* _Task instructions_
1. Translate this sentence from the text on anti-neutrophil cytoplasmic antibodies into Spanish: "c-ANCA shows cytoplasmic granular fluorescence with central interlobular accentuation."
2. According to the text on anti-neutrophil cytoplasmic antibodies, what is atypical ANCA (a-ANCA) also known as?
3. Write the next part of the text on anti-neutrophil cytoplasmic antibodies, starting after its last sentence.

Anti-neutrophil cytoplasmic antibodies (ANCAs) are a group of autoantibodies, mainly of the IgG type, against antigens in the cytoplasm of neutrophils (the most common type of white blood cell) and monocytes. They are detected as a blood test in a number of autoimmune disorders, but are particularly associated with systemic vasculitis, so called ANCA-associated vasculitides (AAV).

==ANCA IF patterns==

Immunofluorescence (IF) on ethanol-fixed neutrophils is used to detect ANCA, although formalin-fixed neutrophils may be used to help differentiate ANCA patterns. ANCA can be divided into four patterns when visualised by IF: cytoplasmic ANCA (c-ANCA), C-ANCA (atypical), perinuclear ANCA (p-ANCA) and atypical ANCA (a-ANCA), also known as x-ANCA. c-ANCA shows cytoplasmic granular fluorescence with central interlobular accentuation. C-ANCA (atypical) shows cytoplasmic staining that is usually uniform and has no interlobular accentuation. p-ANCA has three subtypes: classical p-ANCA, p-ANCA without nuclear extension, and granulocyte-specific antinuclear antibody (GS-ANA). Classical p-ANCA shows perinuclear staining with nuclear extension; p-ANCA without nuclear extension shows perinuclear staining only; and GS-ANA shows nuclear staining on granulocytes only. a-ANCA often shows both cytoplasmic and perinuclear staining.

[Rows from a data source]
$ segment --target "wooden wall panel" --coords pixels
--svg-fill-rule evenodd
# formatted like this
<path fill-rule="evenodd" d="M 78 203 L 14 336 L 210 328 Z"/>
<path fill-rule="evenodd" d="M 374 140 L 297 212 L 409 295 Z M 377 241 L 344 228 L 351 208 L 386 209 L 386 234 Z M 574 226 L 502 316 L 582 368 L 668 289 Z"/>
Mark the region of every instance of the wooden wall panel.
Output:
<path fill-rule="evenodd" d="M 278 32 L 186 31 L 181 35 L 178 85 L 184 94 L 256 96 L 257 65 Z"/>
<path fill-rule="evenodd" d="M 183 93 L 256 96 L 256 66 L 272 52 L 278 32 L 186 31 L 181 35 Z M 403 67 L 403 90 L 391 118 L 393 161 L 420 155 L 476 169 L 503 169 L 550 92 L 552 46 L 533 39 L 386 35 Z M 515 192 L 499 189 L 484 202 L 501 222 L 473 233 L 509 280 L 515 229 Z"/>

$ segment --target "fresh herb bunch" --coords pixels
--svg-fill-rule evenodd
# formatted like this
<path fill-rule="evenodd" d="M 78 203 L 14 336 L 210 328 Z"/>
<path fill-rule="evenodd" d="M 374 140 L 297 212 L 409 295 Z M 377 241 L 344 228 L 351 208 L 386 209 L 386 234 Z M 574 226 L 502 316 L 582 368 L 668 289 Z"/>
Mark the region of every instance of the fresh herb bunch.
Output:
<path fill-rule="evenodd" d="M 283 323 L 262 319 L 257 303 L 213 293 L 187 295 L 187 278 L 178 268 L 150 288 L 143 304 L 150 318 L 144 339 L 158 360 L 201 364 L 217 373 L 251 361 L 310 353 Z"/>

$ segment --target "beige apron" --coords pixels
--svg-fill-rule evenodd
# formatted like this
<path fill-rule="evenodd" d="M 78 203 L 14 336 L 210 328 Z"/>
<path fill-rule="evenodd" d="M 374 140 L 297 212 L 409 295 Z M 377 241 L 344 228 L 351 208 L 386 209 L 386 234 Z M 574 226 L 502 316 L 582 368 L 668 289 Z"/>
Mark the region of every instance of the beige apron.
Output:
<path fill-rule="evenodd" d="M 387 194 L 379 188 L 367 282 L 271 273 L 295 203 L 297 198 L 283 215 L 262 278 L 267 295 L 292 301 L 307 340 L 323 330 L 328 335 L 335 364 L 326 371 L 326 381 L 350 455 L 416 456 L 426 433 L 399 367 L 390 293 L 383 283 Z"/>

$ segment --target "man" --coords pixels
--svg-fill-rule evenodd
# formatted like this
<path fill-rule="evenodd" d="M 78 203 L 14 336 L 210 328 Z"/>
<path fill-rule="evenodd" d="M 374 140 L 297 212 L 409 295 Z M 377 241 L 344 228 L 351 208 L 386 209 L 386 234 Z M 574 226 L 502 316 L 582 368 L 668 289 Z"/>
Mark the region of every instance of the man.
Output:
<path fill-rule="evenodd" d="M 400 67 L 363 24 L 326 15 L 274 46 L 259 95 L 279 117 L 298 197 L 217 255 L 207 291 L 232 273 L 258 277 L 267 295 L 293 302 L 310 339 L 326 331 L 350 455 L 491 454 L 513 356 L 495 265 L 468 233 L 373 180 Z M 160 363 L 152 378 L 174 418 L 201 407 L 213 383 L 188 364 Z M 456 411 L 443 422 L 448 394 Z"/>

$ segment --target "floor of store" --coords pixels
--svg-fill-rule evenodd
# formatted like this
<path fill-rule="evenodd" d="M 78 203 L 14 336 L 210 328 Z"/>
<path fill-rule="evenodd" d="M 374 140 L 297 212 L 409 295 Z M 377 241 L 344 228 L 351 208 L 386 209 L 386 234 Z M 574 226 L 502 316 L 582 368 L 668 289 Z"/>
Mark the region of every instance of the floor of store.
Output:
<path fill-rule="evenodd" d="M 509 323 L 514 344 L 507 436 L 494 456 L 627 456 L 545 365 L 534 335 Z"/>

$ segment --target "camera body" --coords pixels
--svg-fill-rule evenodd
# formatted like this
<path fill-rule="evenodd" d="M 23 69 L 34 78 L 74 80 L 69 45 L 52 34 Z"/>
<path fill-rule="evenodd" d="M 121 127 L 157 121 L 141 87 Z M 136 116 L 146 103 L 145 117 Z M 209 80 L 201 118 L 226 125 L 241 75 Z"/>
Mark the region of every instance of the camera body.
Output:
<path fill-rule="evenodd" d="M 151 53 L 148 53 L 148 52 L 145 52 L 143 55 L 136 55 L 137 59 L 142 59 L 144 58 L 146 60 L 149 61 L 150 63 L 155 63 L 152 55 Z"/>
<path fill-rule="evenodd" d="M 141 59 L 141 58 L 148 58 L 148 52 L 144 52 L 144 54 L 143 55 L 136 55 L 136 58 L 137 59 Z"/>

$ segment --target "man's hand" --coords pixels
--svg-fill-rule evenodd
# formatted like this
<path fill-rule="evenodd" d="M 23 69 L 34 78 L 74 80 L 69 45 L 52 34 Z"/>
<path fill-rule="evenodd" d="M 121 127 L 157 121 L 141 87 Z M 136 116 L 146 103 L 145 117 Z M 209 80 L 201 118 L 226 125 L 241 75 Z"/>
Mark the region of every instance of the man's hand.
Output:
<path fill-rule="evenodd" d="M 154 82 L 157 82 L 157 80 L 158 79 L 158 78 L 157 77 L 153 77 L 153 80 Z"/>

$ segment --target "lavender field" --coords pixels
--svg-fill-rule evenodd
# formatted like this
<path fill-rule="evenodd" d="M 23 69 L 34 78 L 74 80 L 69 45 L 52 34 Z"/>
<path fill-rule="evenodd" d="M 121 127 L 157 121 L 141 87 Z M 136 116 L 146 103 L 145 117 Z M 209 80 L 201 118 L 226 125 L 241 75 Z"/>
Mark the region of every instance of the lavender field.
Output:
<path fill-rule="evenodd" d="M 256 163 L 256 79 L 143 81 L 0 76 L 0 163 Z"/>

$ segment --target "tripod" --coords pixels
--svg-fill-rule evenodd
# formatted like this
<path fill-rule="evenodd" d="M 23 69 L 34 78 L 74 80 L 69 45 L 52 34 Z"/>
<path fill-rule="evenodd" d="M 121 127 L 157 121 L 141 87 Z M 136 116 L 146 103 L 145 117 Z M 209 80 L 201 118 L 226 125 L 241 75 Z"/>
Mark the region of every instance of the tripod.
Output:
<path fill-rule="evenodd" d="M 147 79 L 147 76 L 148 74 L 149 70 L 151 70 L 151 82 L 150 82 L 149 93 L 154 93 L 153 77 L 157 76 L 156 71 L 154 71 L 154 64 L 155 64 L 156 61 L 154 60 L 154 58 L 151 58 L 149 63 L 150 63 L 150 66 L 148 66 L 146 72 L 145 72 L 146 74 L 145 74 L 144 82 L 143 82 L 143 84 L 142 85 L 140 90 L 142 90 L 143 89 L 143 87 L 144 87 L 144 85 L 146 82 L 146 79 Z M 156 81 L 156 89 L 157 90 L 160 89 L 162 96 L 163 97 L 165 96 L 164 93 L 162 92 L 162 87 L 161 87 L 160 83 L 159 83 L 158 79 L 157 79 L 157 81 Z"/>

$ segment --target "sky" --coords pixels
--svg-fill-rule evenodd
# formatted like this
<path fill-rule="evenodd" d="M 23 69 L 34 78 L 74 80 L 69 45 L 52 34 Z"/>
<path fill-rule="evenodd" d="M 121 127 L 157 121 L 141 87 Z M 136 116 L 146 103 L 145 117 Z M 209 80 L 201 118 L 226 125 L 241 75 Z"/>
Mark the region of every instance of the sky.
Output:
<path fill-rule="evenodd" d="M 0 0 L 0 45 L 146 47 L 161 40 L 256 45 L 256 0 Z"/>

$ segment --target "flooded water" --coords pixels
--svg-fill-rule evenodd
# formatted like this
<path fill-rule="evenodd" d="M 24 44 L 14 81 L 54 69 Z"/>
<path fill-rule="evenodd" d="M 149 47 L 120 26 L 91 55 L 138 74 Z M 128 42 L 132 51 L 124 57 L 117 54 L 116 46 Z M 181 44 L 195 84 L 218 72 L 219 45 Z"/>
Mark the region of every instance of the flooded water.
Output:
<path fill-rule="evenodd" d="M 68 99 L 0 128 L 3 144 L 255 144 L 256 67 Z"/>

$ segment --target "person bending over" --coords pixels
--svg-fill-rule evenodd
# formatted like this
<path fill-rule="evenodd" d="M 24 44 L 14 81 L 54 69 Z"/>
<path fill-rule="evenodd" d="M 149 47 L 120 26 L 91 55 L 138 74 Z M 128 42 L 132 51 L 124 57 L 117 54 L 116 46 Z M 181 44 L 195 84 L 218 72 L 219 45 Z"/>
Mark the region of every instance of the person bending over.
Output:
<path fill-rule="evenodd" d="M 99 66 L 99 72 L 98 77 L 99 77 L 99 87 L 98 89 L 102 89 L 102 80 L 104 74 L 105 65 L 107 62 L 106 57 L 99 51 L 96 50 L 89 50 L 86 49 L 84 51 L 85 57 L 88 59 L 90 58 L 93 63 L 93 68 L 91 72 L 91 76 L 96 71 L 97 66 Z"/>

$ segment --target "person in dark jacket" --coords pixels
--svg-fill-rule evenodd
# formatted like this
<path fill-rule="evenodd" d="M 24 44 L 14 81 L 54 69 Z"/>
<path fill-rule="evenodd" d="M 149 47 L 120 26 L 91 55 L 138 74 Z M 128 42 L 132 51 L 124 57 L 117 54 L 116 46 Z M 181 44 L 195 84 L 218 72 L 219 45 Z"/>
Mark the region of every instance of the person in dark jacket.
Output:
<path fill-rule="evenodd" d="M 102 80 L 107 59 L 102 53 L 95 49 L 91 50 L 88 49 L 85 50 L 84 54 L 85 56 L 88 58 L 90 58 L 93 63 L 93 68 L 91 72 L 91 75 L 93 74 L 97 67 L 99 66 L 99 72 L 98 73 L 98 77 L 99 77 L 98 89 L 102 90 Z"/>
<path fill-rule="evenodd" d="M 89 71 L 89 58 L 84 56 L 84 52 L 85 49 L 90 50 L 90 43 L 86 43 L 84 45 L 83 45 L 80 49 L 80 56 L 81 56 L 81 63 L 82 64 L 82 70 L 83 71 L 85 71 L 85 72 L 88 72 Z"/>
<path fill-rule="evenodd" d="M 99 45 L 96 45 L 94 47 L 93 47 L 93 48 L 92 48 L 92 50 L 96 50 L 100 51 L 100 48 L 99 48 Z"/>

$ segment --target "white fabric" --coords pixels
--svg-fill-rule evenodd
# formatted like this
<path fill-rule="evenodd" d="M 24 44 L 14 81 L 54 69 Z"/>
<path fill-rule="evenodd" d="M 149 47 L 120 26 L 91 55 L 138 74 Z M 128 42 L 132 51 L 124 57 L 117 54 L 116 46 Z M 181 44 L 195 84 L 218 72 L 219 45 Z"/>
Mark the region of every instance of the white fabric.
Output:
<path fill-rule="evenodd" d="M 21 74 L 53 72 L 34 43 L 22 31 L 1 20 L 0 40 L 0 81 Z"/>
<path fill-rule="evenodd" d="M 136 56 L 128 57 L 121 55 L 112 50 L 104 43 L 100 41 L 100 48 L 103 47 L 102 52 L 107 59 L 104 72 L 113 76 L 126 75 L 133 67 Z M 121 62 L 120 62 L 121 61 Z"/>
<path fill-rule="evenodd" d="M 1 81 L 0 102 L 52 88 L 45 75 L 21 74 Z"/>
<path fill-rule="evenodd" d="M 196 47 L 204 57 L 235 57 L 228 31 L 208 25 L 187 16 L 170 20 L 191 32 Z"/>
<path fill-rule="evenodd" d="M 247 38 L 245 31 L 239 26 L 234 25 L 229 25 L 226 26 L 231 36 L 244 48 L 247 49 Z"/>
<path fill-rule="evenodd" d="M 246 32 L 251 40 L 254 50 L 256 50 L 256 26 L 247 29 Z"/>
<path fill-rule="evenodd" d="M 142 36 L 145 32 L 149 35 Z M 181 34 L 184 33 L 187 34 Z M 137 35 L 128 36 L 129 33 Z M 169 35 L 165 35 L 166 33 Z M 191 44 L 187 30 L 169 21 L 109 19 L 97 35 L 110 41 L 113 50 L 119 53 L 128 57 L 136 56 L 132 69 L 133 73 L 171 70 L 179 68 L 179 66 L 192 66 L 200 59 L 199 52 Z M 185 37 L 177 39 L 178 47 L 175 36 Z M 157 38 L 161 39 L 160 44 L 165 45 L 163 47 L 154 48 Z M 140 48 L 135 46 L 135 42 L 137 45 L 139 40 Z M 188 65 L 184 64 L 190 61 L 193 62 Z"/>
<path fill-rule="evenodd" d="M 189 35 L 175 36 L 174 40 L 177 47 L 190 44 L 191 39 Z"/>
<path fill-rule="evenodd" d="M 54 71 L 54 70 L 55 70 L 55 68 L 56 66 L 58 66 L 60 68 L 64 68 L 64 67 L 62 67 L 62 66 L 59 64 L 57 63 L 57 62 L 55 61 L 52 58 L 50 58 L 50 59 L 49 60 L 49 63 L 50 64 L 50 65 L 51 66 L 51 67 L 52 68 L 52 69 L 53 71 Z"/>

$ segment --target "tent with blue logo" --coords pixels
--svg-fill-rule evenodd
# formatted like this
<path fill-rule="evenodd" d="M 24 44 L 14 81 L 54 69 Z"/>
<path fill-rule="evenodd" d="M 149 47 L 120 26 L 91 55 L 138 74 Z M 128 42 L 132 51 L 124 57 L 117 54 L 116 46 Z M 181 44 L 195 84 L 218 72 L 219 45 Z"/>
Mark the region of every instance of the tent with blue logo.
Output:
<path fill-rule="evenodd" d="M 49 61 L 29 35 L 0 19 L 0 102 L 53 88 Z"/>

* _Numbered responses_
1. El c-ANCA muestra fluorescencia granular citoplasmática con acentuación interlobular central.

2. x-ANCA

3.
==ANCA antigens==
The c-ANCA antigen is specifically proteinase 3 (PR3). p-ANCA antigens include myeloperoxidase (MPO) and bacterial permeability increasing factor Bactericidal/permeability-increasing protein (BPI). Other antigens exist for c-ANCA (atypical); however, many remain unknown. Classical p-ANCA occurs with antibodies directed against MPO. p-ANCA without nuclear extension occurs with antibodies to BPI, cathepsin G, elastase, lactoferrin and lysozyme. GS-ANA are antibodies directed to granulocyte-specific nuclear antigens. Atypical ANCA are thought to be antigens similar to those of p-ANCAs; however, they may arise from differences in neutrophil processing.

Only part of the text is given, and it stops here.